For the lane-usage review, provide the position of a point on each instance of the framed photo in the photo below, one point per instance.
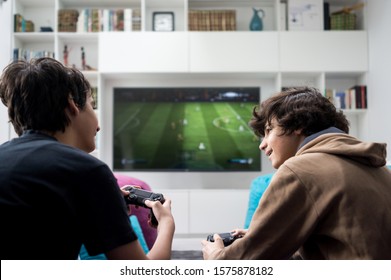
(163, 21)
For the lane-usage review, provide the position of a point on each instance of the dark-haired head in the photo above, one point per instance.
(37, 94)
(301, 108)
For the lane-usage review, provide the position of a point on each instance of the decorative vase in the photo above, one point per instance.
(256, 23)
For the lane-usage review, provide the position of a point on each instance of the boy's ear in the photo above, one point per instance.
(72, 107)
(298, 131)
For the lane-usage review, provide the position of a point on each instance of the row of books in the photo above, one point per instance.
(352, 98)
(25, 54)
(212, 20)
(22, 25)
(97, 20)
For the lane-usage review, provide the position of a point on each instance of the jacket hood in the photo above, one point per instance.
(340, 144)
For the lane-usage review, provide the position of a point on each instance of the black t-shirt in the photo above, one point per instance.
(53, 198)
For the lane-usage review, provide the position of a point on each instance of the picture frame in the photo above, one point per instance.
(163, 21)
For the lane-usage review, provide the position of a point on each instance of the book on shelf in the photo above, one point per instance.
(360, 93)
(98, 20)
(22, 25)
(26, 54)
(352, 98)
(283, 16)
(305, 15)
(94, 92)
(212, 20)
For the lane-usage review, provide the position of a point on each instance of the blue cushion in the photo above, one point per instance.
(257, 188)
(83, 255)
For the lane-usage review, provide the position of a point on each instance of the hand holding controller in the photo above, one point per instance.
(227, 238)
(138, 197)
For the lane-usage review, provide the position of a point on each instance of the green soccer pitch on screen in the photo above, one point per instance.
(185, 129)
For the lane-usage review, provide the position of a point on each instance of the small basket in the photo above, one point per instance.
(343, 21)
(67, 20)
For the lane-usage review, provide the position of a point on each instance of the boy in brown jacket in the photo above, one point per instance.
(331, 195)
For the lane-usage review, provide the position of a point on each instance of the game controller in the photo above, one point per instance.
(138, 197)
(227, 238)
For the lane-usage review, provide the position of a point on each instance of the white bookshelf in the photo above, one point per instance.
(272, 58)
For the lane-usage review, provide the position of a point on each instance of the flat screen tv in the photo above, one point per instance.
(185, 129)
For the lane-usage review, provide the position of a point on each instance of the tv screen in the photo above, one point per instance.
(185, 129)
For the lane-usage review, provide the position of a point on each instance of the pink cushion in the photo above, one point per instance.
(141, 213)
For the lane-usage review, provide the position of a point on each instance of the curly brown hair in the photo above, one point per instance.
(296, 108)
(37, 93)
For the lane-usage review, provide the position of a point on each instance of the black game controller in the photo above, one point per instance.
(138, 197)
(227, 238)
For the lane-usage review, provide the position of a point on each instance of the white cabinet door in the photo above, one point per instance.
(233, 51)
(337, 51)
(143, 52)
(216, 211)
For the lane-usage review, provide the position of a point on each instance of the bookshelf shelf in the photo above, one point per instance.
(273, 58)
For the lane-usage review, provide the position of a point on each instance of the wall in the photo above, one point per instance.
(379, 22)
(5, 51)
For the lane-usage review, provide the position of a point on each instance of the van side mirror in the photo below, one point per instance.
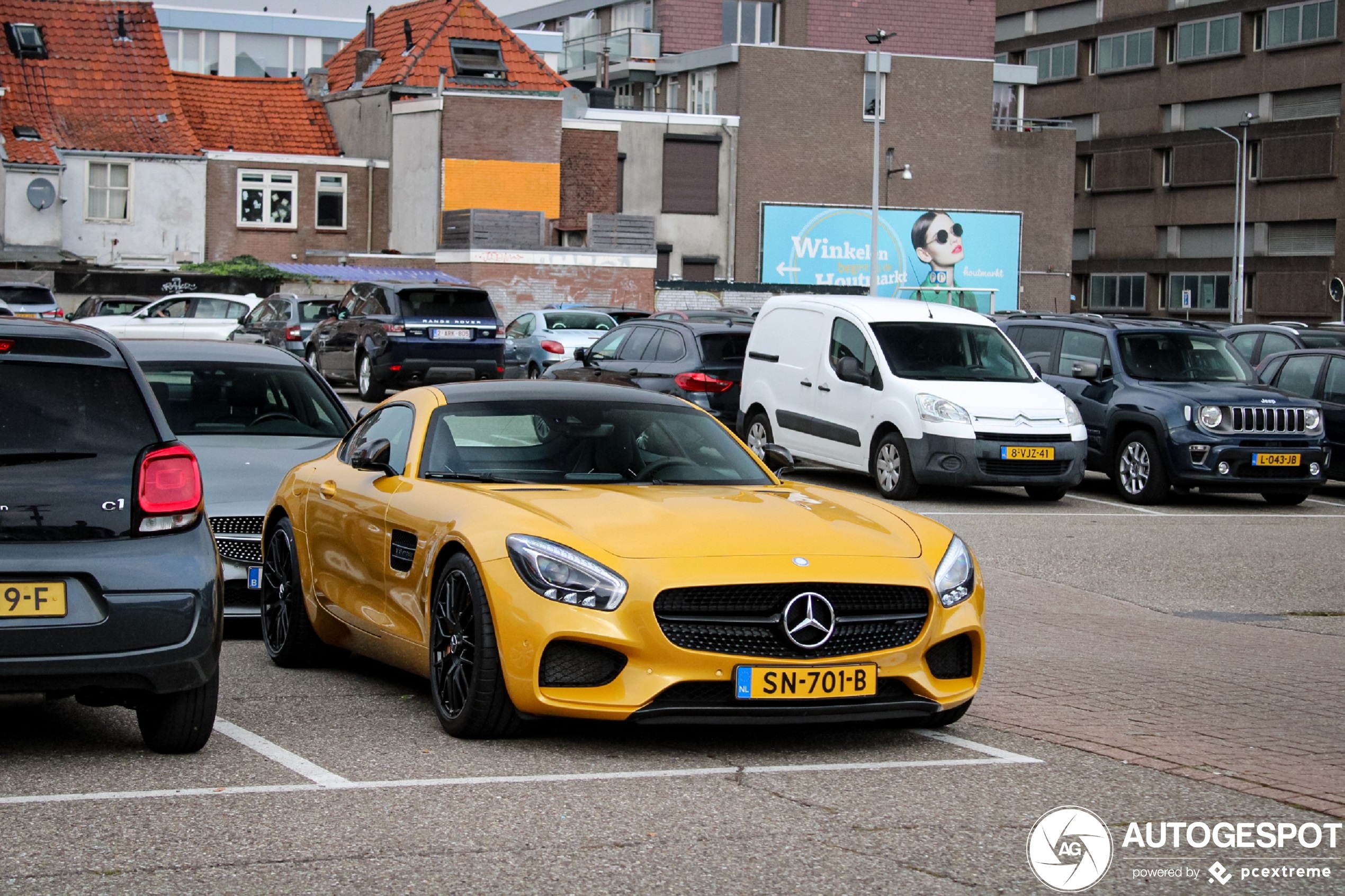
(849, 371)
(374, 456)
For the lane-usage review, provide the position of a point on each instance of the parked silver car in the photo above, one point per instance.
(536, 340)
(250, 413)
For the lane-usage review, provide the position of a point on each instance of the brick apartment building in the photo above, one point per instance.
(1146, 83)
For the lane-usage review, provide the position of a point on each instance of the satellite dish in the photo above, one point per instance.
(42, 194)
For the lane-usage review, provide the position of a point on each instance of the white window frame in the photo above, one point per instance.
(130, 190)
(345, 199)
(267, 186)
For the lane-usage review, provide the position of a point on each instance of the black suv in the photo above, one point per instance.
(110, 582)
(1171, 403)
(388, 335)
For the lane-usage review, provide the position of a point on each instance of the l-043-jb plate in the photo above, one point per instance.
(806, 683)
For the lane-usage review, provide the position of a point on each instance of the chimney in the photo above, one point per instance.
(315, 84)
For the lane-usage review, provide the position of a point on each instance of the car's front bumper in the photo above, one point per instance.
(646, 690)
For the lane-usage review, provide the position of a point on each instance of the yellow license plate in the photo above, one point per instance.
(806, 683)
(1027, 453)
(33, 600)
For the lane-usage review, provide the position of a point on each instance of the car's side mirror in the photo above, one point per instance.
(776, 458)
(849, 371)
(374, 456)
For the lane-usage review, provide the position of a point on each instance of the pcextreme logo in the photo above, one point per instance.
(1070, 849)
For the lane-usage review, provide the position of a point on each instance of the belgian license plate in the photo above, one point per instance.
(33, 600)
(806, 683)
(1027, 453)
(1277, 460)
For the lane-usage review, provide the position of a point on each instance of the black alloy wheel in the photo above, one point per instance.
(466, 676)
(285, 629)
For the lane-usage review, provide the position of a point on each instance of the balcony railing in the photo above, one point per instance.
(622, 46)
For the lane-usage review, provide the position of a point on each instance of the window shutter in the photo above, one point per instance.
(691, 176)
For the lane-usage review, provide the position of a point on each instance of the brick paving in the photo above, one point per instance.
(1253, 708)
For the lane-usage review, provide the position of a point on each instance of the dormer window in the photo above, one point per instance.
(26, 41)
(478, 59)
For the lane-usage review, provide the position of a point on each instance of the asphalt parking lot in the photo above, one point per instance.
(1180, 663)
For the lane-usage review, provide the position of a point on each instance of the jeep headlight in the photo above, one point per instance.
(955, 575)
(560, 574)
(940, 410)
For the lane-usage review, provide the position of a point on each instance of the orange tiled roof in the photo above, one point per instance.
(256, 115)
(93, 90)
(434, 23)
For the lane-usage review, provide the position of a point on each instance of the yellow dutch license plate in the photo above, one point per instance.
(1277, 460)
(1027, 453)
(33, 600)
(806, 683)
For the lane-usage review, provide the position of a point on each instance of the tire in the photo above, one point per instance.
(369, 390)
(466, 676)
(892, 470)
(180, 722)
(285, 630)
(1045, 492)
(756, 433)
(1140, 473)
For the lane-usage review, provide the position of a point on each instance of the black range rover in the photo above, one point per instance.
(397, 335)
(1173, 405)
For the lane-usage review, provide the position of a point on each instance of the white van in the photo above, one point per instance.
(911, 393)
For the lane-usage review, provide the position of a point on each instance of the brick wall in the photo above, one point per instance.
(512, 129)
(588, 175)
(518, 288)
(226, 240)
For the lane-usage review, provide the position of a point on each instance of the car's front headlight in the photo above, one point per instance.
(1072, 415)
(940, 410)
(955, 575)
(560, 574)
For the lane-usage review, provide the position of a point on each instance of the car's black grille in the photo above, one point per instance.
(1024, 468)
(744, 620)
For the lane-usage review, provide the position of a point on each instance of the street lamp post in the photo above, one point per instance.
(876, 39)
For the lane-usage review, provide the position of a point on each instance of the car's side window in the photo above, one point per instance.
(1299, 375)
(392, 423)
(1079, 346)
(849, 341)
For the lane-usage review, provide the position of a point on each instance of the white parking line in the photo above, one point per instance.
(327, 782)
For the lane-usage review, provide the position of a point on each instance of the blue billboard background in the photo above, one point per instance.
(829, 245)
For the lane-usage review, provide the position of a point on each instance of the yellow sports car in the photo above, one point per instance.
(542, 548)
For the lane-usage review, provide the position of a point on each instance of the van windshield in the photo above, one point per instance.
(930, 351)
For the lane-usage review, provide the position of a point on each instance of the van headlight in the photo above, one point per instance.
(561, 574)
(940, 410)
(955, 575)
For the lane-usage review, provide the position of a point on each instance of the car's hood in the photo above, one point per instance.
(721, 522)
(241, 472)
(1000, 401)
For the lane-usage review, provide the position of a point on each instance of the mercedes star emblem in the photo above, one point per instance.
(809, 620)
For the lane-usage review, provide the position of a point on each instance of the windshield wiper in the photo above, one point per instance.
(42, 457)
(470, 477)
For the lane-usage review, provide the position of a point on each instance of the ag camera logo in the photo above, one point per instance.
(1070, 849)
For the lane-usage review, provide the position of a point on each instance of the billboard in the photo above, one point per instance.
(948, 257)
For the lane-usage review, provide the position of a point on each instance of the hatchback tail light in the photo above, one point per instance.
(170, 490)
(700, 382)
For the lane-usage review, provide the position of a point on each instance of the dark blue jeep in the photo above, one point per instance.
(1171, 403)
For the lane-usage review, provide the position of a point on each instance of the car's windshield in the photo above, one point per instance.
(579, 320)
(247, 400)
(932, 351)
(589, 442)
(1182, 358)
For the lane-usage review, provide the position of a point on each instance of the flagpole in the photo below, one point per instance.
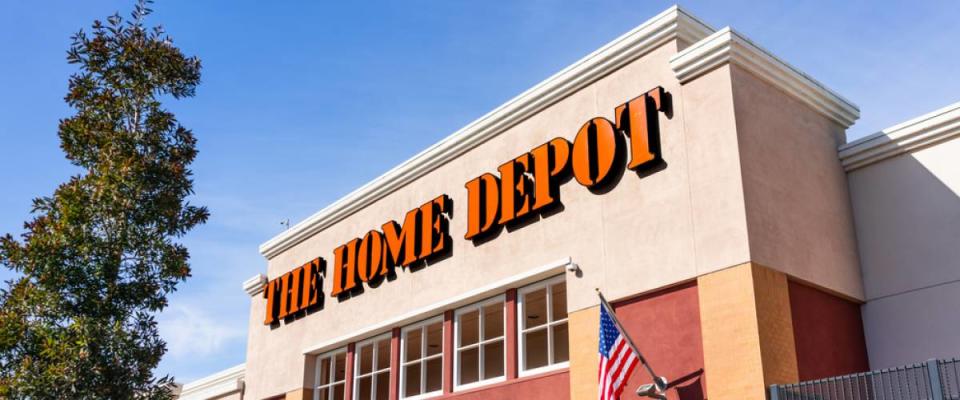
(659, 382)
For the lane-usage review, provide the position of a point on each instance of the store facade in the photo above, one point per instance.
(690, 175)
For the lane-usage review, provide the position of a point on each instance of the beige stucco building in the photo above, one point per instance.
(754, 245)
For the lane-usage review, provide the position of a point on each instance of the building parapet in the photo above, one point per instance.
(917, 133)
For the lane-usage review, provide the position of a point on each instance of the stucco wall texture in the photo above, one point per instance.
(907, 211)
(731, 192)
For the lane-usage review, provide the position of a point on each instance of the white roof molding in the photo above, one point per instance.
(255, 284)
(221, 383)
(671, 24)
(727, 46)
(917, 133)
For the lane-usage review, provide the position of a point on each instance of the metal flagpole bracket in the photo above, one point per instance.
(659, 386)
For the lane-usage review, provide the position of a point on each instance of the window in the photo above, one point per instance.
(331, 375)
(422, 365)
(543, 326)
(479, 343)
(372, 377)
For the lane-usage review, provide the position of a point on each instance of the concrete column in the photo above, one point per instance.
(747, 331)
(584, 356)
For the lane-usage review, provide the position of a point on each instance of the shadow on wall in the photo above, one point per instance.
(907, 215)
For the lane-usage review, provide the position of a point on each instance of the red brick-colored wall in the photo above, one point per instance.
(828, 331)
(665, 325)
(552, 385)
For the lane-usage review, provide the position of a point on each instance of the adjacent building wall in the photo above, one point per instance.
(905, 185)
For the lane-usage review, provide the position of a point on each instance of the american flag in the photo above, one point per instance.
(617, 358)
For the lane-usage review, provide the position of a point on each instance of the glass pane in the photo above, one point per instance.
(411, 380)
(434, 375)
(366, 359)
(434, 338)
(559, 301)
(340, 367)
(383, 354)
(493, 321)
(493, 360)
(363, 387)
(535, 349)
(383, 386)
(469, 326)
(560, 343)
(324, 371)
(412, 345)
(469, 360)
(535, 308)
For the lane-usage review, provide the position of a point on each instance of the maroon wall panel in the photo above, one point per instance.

- _WHAT IS ASKED_
Set down again, unchanged, the records from the line with "of the asphalt" to the line with "(1180, 663)", both included.

- _FINISHED ANSWER_
For the lane-usage review, provide the position of a point on each instance of the asphalt parking lot in the photo above, one point per instance.
(1180, 663)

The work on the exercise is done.